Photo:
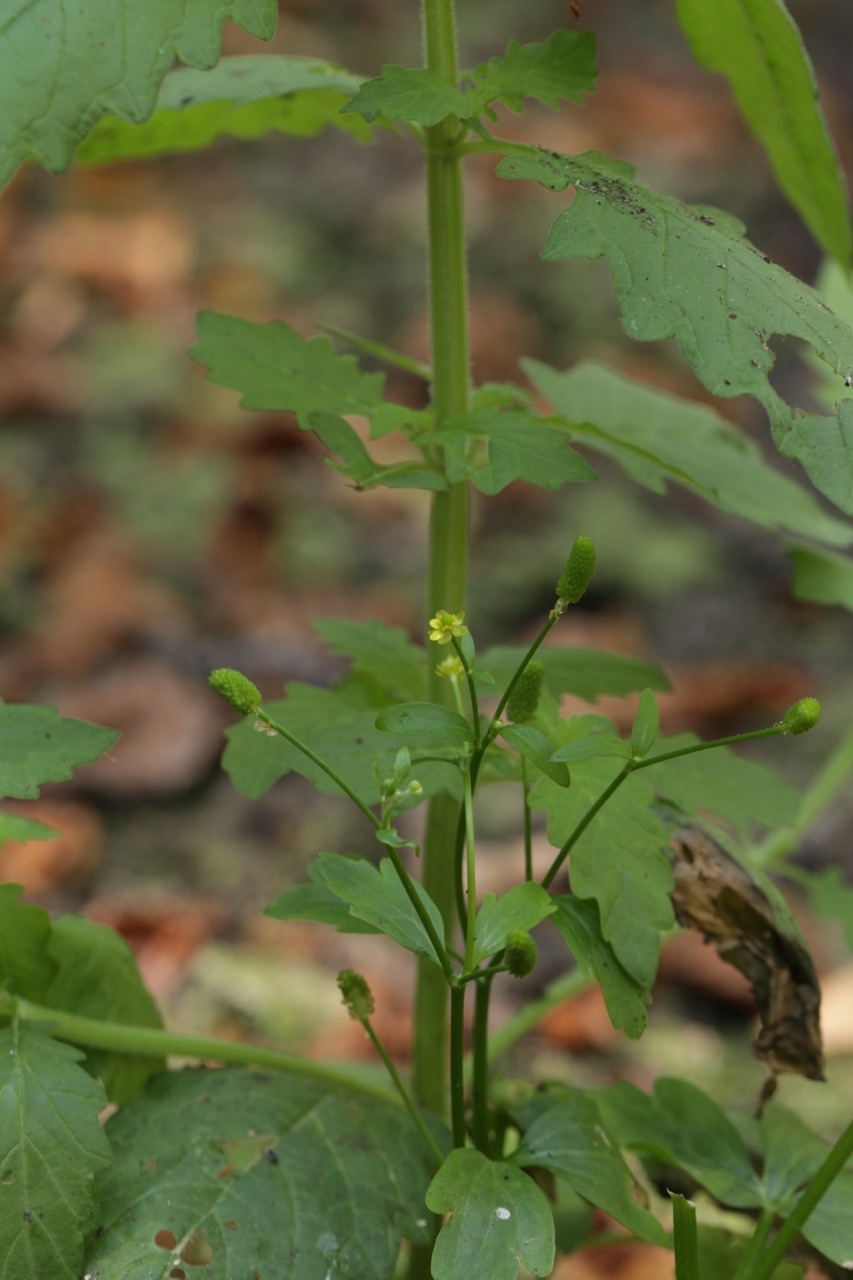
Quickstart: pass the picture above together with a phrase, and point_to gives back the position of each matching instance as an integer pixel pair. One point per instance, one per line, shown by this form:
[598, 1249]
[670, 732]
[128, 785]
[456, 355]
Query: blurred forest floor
[150, 530]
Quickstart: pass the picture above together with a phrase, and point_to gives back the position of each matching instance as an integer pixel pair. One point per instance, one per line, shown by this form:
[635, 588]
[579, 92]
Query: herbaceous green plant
[277, 1166]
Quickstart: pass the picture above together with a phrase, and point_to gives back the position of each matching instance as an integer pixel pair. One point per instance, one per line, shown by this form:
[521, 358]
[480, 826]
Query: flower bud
[520, 954]
[236, 689]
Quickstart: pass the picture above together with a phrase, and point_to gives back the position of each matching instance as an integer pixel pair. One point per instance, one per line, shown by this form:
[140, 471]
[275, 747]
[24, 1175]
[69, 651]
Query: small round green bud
[236, 689]
[578, 571]
[802, 716]
[520, 954]
[355, 993]
[524, 698]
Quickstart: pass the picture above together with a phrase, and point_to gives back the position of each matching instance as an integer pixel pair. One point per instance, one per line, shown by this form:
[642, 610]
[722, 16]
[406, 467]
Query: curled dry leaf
[715, 895]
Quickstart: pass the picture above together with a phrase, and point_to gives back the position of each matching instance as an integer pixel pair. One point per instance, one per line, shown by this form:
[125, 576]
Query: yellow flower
[450, 667]
[446, 626]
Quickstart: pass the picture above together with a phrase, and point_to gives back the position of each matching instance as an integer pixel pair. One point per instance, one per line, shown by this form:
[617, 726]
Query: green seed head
[236, 689]
[579, 570]
[524, 698]
[802, 716]
[355, 993]
[520, 954]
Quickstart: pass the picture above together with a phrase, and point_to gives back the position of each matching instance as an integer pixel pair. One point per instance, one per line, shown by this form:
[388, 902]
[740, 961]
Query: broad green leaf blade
[534, 746]
[647, 725]
[620, 860]
[26, 968]
[50, 1148]
[336, 726]
[660, 439]
[425, 721]
[687, 273]
[822, 576]
[521, 908]
[274, 368]
[37, 745]
[414, 95]
[242, 97]
[579, 923]
[514, 444]
[377, 895]
[62, 68]
[682, 1125]
[96, 977]
[381, 654]
[278, 1174]
[587, 672]
[500, 1220]
[561, 68]
[756, 45]
[562, 1132]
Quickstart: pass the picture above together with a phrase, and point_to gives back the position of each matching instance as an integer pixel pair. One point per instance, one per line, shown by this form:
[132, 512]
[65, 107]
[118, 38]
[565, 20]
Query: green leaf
[242, 97]
[514, 444]
[340, 438]
[377, 895]
[683, 1127]
[740, 791]
[425, 721]
[647, 725]
[37, 745]
[534, 746]
[63, 68]
[500, 1220]
[381, 654]
[96, 977]
[756, 45]
[414, 95]
[520, 908]
[658, 439]
[277, 369]
[687, 273]
[562, 1133]
[24, 931]
[336, 726]
[272, 1171]
[620, 860]
[50, 1148]
[561, 68]
[821, 576]
[579, 923]
[588, 673]
[13, 827]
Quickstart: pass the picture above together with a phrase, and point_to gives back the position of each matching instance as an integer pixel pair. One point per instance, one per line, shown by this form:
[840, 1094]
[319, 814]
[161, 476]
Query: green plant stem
[457, 1065]
[155, 1042]
[438, 1156]
[807, 1202]
[318, 759]
[448, 533]
[480, 1064]
[529, 1015]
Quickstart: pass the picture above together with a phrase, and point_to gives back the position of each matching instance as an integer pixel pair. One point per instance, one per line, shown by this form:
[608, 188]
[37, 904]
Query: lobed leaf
[500, 1220]
[96, 977]
[579, 923]
[658, 439]
[252, 1171]
[757, 46]
[37, 745]
[242, 97]
[63, 67]
[688, 273]
[562, 1133]
[50, 1148]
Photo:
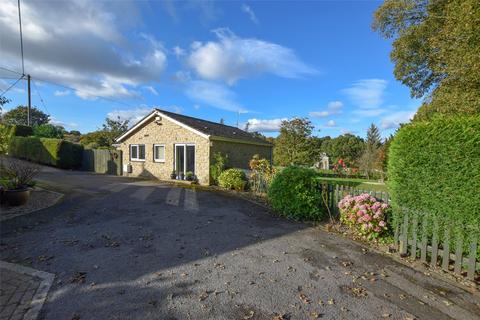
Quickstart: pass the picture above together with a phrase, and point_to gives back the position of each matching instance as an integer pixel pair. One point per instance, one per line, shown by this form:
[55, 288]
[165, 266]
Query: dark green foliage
[295, 193]
[233, 179]
[18, 115]
[347, 147]
[20, 130]
[436, 52]
[54, 152]
[219, 163]
[434, 171]
[48, 131]
[7, 132]
[292, 144]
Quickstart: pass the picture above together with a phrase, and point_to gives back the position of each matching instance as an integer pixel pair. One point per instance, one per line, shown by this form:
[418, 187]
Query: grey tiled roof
[213, 128]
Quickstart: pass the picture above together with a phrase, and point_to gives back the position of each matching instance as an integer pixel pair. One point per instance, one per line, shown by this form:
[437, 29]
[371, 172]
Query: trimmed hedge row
[434, 172]
[295, 192]
[7, 132]
[54, 152]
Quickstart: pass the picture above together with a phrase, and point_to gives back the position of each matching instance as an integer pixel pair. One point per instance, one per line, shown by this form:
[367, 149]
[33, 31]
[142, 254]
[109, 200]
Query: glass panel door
[190, 158]
[180, 161]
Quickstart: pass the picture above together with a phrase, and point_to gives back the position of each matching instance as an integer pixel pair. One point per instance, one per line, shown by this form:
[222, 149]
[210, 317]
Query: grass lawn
[362, 184]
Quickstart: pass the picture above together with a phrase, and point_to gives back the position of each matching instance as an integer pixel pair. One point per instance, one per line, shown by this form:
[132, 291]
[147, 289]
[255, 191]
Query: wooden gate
[424, 238]
[102, 161]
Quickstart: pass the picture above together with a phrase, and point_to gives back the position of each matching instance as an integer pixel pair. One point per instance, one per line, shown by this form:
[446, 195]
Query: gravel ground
[130, 249]
[39, 199]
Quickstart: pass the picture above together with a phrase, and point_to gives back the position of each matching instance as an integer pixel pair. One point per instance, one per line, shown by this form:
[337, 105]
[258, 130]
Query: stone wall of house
[167, 133]
[240, 154]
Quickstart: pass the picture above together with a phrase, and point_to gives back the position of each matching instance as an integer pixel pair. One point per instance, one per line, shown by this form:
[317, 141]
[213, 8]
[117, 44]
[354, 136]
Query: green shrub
[295, 192]
[218, 165]
[54, 152]
[233, 179]
[434, 173]
[7, 132]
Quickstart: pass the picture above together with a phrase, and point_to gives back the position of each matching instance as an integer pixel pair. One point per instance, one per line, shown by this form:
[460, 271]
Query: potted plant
[17, 180]
[189, 176]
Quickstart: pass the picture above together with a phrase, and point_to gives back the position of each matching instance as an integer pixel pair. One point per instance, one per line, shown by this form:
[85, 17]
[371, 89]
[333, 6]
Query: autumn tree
[18, 116]
[436, 52]
[369, 160]
[291, 145]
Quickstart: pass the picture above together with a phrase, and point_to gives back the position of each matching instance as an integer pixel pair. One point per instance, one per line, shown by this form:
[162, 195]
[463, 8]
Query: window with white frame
[159, 152]
[137, 152]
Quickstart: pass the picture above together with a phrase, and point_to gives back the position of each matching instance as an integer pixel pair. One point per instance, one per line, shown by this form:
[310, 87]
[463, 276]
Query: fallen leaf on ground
[304, 298]
[249, 315]
[78, 277]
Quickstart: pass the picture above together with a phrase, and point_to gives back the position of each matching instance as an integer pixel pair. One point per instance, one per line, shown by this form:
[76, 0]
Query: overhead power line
[40, 96]
[21, 36]
[69, 88]
[11, 86]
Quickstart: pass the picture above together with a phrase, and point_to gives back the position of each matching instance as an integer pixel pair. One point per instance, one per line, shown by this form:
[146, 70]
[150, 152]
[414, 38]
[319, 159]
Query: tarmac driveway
[130, 249]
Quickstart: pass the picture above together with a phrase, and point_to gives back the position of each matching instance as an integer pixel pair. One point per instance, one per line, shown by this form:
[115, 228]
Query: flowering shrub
[364, 214]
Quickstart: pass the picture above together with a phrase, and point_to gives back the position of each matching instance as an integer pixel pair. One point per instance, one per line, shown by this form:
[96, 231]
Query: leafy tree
[3, 101]
[347, 147]
[49, 131]
[291, 145]
[18, 115]
[370, 157]
[96, 139]
[73, 136]
[436, 52]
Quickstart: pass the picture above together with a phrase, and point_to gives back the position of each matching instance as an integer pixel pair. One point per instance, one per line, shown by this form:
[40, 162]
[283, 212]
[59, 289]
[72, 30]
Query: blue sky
[259, 62]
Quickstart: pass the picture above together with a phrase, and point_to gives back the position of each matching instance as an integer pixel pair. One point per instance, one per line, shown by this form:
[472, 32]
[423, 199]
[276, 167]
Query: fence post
[404, 235]
[446, 249]
[414, 233]
[471, 260]
[433, 263]
[423, 247]
[458, 255]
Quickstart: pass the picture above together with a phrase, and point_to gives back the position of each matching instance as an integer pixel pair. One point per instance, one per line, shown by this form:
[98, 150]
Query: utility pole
[29, 101]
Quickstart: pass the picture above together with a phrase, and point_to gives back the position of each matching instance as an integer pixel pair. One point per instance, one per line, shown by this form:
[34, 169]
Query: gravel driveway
[130, 249]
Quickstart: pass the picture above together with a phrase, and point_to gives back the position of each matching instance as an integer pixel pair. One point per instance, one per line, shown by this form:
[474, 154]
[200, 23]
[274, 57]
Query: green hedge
[434, 172]
[54, 152]
[233, 179]
[295, 192]
[7, 132]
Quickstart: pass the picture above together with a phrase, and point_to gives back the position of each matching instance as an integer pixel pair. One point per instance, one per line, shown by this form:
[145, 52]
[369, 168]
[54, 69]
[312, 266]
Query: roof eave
[258, 143]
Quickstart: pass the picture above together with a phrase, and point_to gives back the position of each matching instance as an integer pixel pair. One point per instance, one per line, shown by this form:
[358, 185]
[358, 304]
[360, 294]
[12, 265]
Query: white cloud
[132, 115]
[370, 112]
[152, 90]
[60, 93]
[395, 119]
[66, 125]
[264, 125]
[367, 93]
[250, 13]
[232, 58]
[178, 52]
[330, 124]
[333, 107]
[81, 44]
[214, 94]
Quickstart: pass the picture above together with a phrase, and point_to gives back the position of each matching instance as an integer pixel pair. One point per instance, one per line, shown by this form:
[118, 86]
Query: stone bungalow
[164, 142]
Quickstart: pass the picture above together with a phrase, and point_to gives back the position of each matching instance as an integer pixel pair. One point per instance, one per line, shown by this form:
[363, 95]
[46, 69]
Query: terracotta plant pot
[16, 197]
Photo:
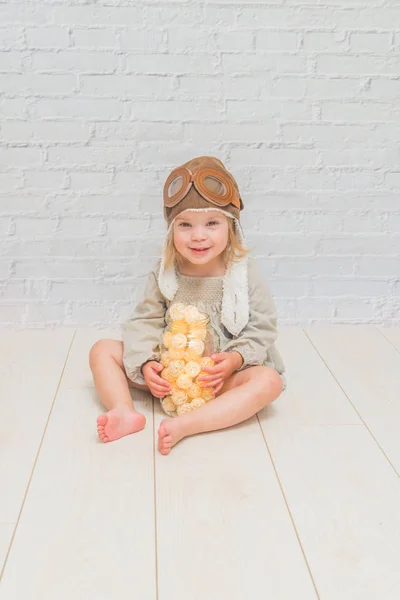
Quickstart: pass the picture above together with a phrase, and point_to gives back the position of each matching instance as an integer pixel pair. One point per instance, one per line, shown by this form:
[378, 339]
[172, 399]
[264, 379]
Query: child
[204, 262]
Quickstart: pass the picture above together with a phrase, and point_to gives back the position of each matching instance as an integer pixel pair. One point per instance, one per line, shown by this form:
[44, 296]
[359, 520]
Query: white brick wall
[99, 101]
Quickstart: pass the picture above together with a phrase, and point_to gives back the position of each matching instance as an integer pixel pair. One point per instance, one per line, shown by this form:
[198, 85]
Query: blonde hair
[234, 251]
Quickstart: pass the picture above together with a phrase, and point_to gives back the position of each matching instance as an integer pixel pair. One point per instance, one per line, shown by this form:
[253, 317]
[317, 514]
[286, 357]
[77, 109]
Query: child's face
[194, 230]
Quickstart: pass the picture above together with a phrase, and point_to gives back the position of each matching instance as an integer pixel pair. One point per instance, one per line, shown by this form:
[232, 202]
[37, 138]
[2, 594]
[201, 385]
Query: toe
[102, 420]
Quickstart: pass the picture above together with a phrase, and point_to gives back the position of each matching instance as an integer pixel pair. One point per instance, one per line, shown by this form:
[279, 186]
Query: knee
[99, 350]
[270, 382]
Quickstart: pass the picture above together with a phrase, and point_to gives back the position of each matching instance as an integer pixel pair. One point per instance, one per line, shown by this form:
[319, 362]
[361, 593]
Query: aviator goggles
[214, 185]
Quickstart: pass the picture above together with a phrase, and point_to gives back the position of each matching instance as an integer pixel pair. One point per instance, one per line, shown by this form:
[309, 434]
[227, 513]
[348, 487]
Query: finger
[212, 369]
[212, 383]
[159, 390]
[218, 387]
[159, 380]
[165, 388]
[206, 378]
[220, 356]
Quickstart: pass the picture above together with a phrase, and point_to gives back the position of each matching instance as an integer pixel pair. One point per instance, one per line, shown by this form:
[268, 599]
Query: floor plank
[6, 532]
[223, 529]
[87, 528]
[342, 492]
[368, 369]
[392, 334]
[31, 364]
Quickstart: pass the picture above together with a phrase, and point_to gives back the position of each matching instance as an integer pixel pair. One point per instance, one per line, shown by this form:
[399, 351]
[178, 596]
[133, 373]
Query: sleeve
[141, 334]
[261, 330]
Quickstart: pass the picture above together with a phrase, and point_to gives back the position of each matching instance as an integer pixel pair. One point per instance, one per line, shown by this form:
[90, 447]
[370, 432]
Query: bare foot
[119, 422]
[170, 433]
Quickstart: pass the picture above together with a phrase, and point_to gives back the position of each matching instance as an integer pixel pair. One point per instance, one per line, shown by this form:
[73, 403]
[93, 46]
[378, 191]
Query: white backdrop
[98, 102]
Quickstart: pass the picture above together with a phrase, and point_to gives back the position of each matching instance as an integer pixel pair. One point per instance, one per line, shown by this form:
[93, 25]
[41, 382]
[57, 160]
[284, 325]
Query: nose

========

Aim:
Count the lines in the listing above that contain the string "gravel", treating uppercase and lowercase as different, and give only the number.

Worked answer:
2